--- begin ---

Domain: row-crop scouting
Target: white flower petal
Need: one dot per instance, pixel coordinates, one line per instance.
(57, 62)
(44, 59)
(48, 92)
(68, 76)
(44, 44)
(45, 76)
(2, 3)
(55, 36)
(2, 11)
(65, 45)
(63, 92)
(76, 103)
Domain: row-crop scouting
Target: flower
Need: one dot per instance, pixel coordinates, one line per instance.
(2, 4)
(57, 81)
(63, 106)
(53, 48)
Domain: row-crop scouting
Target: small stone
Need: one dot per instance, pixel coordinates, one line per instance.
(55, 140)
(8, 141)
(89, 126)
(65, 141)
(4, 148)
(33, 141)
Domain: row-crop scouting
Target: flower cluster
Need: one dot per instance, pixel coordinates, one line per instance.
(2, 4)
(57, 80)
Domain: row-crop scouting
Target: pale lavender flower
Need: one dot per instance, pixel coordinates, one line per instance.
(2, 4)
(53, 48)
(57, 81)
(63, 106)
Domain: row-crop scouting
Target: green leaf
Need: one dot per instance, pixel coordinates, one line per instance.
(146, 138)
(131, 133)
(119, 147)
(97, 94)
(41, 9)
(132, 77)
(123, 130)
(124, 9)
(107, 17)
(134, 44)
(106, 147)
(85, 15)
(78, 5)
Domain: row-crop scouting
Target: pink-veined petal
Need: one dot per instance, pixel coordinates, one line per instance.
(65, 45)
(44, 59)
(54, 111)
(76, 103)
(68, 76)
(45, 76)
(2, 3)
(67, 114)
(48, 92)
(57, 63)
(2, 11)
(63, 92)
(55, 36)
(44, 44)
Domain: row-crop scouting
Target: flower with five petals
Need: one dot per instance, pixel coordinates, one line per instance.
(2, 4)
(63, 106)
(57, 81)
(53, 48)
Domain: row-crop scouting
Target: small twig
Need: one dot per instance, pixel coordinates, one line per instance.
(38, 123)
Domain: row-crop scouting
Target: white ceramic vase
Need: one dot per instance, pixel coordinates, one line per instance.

--- end ---

- [To be done]
Please extract every line of the items above that contains the string "Target".

- [Answer to the problem]
Target: white flower petal
Target: flower
Target: small stone
Target: flower cluster
Target: pale lavender flower
Target: green leaf
Target: pink-veined petal
Target: flower with five petals
Target: small twig
Target: white ceramic vase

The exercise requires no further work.